*Фрагмент текста*
((
Такое впечатление, что Паунд уже читал «Улисс» и говорит все это также и о нем, но нет, главного городского романа западной литературы еще нет и в помине. Впрочем, его персонажи тут и там выглядывают из «Дублинцев» — но это мы ретроспективно, из сегодня знаем. А в июле 1914 года знать это мог только Господь Бог, с которым у героев Джойса, начиная с «Портрета художника в юности» сложились непростые отношения. В «Дублинцах» эти отношения еще довольно просты – там герои все незамысловатые, верующие (католики, в основном), нормальные для того времени. Как написал Эзра Паунд, «он классик, так как имеет дело с нормальными вещами и нормальными людьми».

«Позвольте! — воскликнет из своего литературного небытия злобный старичок из отдела некрологов газеты Times, — Позвольте! Он же ирландец, и вообще все это про ирландцев, их шутки, их бесконечные песни, их все свое. Город их, совсем на Лондон не похож, и даже на Бирмингем, не говоря уже об Эдинбурге. Да и вообще, у ирландцев и смерть своя специальная, ирландская!» Старичок размахивает истрепанной газеткой, той самой, в которой были напечатаны его собственные слова. Наш взгляд ухватывает на потрясаемых листках обрывки фразы — «intensely alive, fundamentally Irish, full of Rabelaisian ‘humour’», дедушка засовывает газету во внутренний карман пиджака и, кряхтя, залезает обратно в вечность, а мы продолжаем читать Паунда: «удивительно, что мистер Джойс – ирландец. Все весьма устали от метаний ирландского – или кельтского – воображения (или “фантазии” как я, думаю, они называют это сейчас). Мистер Джойс не мечется. Он дает определения. Он не является институцией, предназначенной для продвижения ирландских крестьянских промыслов. Он принимает международный стандарт прозы и соответствует ему».

Обе главные темы «Дублинцев» определены Паундом – реализм и (не)ирландскость Джойса. Но есть еще одна, может быть, главная тема и книги, и жизни, — смерть.

В этой точке, пожалуй, стоит остановиться и задать себе вопрос: а какого черта я все это рассказываю? Кому могут быть интересны литературные дрязги в чужих странах столетней примерно давности? Какое все это имеет отношение к нам сегодня?
))
Записи из источника данных
((
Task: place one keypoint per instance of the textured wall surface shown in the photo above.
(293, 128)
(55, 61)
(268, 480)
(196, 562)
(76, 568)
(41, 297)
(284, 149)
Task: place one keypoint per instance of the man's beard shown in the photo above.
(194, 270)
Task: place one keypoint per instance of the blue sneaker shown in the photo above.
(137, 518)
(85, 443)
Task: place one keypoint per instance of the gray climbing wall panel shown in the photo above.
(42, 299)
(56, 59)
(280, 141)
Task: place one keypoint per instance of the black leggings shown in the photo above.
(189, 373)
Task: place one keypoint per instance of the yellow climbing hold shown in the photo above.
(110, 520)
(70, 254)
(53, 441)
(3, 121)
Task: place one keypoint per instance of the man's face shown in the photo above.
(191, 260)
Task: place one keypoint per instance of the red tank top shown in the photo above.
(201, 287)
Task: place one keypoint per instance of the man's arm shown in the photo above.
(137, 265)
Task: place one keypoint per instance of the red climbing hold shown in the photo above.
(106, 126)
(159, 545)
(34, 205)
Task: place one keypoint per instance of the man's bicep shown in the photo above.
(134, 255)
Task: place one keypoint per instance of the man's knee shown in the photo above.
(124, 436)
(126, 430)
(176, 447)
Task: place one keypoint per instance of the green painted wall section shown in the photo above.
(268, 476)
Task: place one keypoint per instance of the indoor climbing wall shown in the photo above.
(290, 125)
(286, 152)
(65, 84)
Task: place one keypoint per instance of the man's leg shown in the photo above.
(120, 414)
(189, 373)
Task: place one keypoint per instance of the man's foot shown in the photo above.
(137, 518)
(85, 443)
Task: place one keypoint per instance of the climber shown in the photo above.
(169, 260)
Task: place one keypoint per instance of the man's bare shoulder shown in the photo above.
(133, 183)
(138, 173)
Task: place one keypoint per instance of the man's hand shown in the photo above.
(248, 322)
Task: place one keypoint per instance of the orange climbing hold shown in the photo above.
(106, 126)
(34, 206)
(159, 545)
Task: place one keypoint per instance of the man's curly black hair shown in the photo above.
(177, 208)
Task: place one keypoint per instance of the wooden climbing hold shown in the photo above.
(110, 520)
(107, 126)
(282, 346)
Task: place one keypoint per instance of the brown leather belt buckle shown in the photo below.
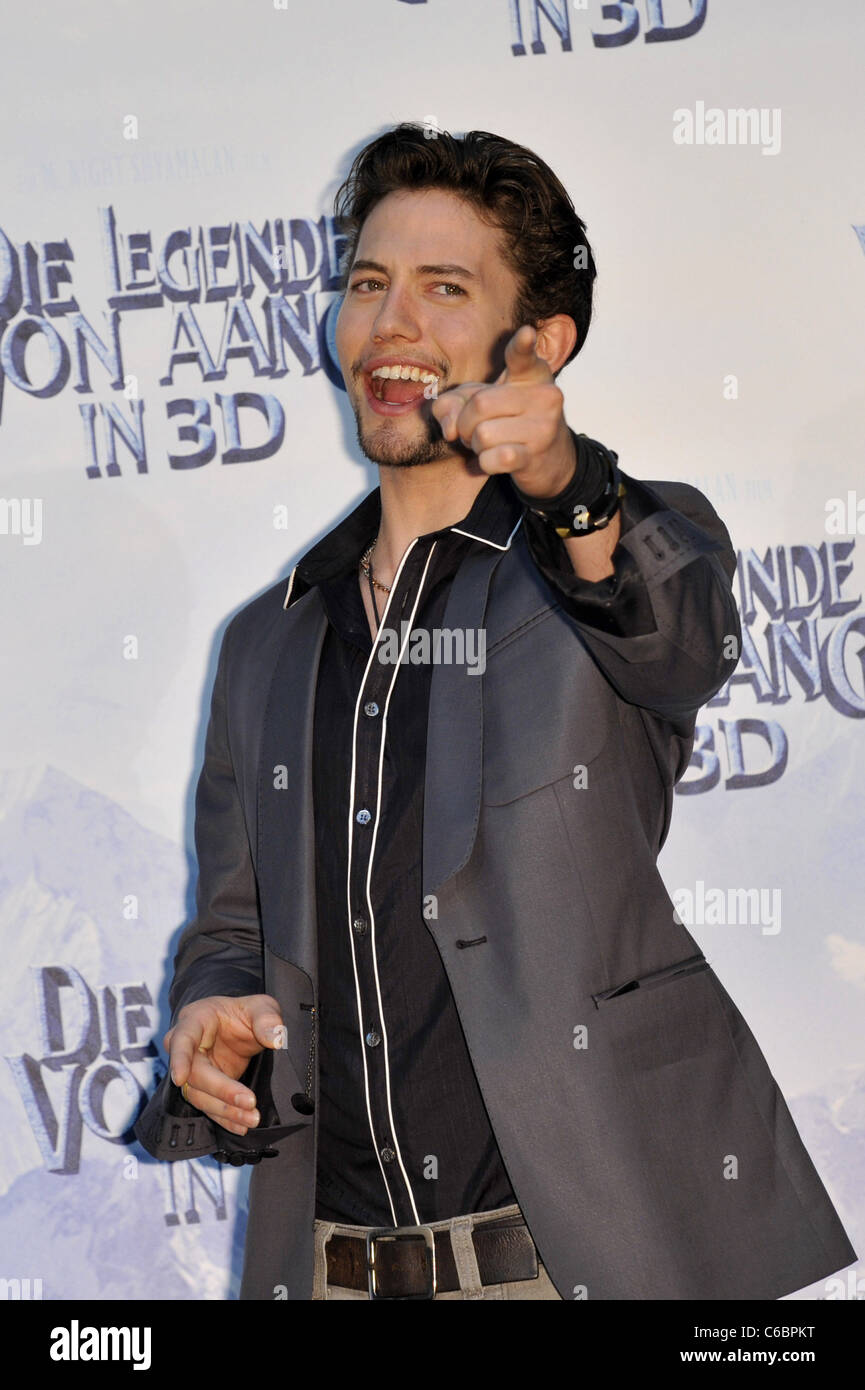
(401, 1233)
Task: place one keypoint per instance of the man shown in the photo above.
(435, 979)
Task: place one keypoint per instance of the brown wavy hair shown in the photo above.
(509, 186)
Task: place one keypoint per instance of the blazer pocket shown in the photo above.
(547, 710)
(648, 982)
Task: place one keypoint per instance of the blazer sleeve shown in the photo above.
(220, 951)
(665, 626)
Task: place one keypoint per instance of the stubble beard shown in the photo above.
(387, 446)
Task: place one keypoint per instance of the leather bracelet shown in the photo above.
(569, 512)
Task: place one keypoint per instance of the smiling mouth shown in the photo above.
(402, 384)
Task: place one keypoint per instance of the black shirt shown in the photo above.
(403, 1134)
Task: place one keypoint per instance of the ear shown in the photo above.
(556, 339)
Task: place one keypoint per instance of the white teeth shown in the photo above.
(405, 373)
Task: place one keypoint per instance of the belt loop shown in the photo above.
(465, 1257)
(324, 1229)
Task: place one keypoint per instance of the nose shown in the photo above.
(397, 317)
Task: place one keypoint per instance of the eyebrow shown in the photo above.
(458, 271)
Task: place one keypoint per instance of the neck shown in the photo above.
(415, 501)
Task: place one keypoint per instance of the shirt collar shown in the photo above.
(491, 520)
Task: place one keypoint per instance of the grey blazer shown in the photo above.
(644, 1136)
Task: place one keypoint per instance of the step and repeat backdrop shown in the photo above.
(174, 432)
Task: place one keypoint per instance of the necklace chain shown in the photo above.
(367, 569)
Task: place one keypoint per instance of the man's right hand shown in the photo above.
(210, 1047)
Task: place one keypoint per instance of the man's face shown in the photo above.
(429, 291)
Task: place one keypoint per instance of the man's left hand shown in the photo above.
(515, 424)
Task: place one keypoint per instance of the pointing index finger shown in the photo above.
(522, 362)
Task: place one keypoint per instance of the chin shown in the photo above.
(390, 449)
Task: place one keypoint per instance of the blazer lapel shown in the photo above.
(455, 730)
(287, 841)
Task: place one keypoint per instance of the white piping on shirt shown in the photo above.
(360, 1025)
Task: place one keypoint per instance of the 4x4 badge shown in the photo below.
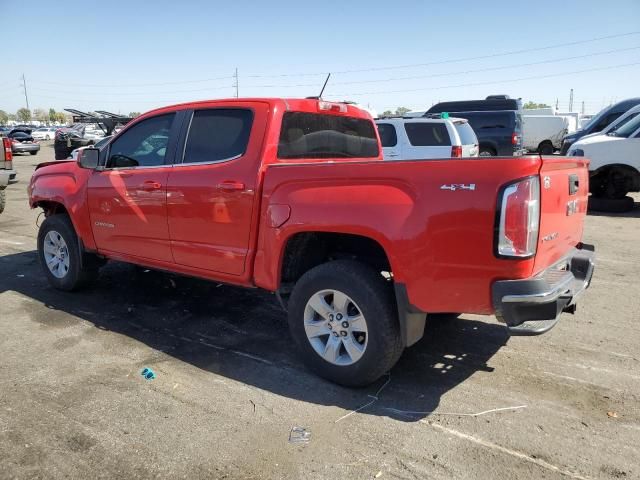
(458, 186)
))
((
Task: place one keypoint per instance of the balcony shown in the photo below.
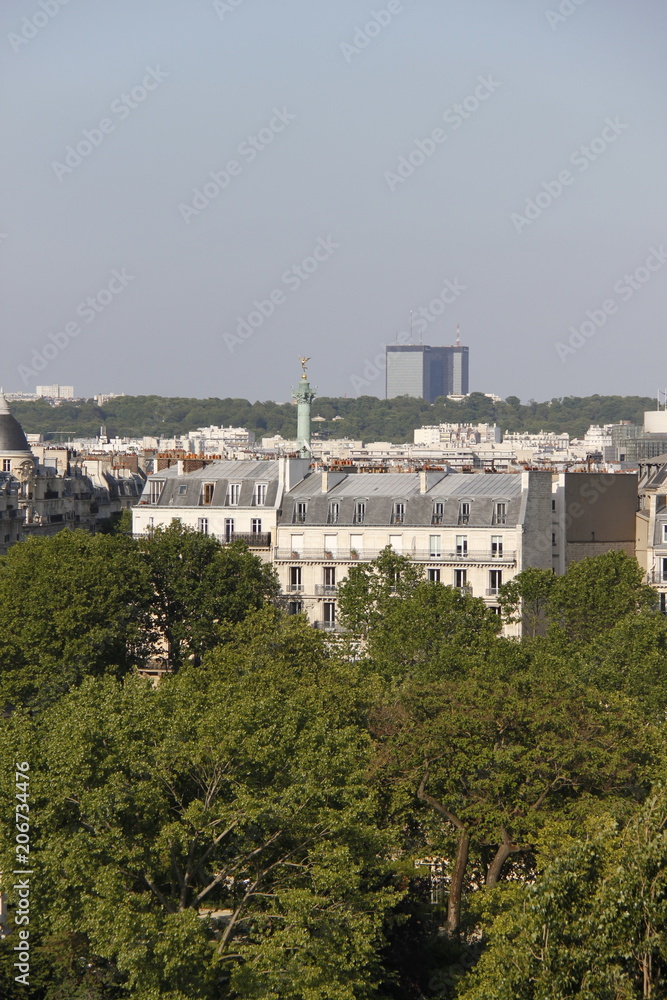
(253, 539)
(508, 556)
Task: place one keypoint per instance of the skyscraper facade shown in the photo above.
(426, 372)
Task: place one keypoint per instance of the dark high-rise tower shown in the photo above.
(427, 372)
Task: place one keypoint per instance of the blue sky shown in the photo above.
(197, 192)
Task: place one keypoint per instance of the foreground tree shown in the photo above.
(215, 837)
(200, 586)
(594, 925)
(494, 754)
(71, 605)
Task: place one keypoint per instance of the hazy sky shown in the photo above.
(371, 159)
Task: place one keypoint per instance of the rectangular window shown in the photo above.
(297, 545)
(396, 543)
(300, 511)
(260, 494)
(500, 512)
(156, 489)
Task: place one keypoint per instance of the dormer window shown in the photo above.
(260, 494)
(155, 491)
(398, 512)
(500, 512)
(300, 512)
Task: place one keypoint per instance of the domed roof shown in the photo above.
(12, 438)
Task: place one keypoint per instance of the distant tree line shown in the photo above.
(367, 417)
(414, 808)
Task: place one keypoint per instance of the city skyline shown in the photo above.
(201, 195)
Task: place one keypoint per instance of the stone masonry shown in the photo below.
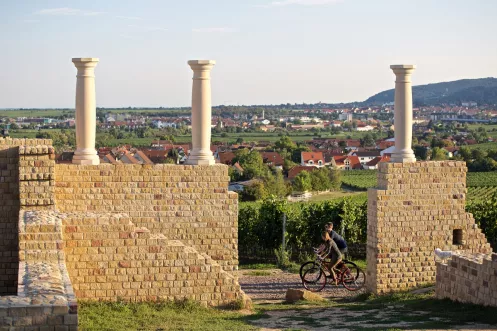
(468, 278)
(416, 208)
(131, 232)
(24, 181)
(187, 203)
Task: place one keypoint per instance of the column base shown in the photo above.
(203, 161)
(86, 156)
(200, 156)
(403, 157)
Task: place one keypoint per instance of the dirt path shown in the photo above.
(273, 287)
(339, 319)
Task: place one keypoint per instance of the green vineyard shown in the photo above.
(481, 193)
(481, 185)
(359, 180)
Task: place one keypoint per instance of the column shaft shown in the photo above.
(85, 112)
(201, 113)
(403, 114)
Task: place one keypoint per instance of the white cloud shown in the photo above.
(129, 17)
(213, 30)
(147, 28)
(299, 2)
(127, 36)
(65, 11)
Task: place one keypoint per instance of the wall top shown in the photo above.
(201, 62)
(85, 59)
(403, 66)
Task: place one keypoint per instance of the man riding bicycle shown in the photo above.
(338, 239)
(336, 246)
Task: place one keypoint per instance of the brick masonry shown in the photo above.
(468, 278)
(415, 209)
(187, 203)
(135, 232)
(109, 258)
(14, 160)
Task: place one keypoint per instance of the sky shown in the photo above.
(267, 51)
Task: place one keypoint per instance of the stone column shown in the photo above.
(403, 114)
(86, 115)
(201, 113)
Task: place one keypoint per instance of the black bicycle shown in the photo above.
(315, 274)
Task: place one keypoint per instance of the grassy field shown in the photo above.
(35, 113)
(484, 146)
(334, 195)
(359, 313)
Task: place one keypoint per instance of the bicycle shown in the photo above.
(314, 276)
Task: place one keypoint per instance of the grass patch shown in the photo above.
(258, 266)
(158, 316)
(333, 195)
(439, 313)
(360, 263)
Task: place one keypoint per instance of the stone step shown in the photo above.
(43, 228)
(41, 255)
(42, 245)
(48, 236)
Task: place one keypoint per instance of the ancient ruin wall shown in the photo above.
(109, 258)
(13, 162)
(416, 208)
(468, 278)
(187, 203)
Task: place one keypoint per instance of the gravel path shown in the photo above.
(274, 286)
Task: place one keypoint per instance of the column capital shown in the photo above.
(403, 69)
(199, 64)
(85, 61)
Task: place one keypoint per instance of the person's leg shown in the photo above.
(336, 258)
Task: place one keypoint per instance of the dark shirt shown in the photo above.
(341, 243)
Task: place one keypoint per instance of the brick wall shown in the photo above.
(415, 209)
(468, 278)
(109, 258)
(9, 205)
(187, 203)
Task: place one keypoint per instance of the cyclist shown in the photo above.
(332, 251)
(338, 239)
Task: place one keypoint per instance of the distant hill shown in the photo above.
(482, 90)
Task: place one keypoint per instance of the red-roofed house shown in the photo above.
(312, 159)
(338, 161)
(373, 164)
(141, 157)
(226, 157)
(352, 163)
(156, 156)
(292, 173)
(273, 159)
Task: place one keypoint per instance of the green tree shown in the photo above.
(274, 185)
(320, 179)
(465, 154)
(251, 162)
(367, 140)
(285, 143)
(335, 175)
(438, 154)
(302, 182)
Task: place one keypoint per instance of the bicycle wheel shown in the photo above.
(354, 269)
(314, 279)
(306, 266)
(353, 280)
))
((
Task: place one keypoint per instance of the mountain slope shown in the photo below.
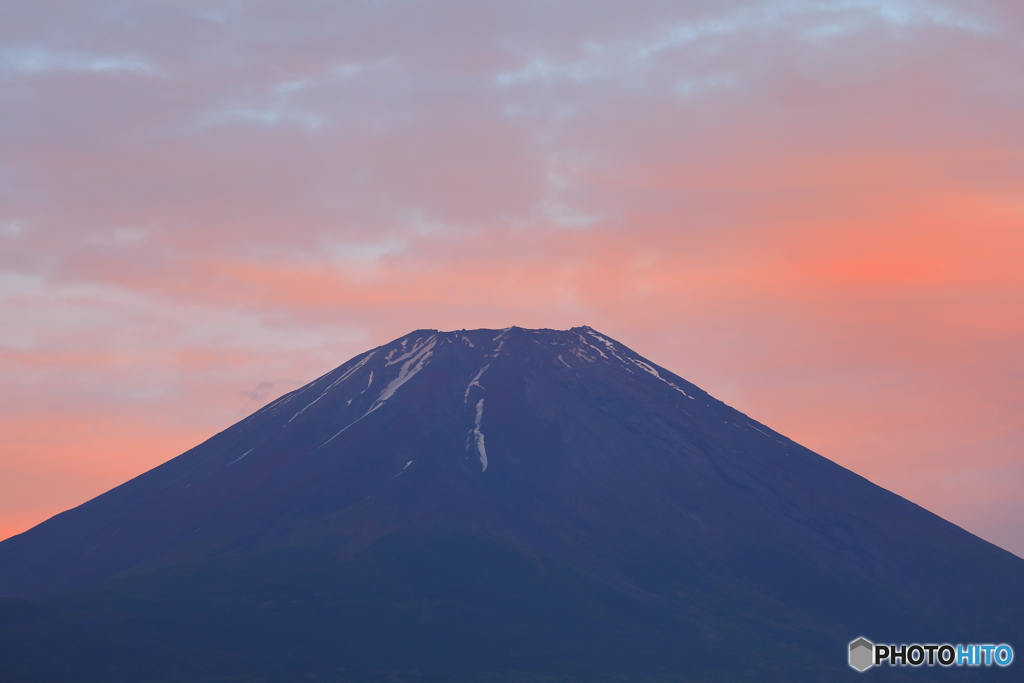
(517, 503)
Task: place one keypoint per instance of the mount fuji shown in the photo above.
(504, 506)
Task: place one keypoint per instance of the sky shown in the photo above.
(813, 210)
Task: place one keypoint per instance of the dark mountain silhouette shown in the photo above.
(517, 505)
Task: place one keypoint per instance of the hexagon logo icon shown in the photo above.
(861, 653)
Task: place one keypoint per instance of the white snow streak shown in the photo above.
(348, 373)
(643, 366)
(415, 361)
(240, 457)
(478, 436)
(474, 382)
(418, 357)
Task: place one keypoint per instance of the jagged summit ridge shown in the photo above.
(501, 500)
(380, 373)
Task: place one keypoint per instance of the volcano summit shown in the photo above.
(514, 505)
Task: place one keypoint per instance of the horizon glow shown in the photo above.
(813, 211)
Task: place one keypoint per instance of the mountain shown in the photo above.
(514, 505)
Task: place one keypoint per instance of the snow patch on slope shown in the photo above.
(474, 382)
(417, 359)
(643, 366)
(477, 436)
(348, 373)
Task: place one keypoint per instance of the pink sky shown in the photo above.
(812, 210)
))
*Поставленная задача*
Продублируйте без изменений часть фрагмента о «Дублинцах» Джойса, которая начинается со слов, содержащих «Обе главные темы», и заканчивается словами «жизни, — смерть.». Эти записи для работы не понадобятся.

*Ответ на задачу*
Обе главные темы «Дублинцев» определены Паундом – реализм и (не)ирландскость Джойса. Но есть еще одна, может быть, главная тема и книги, и жизни, — смерть.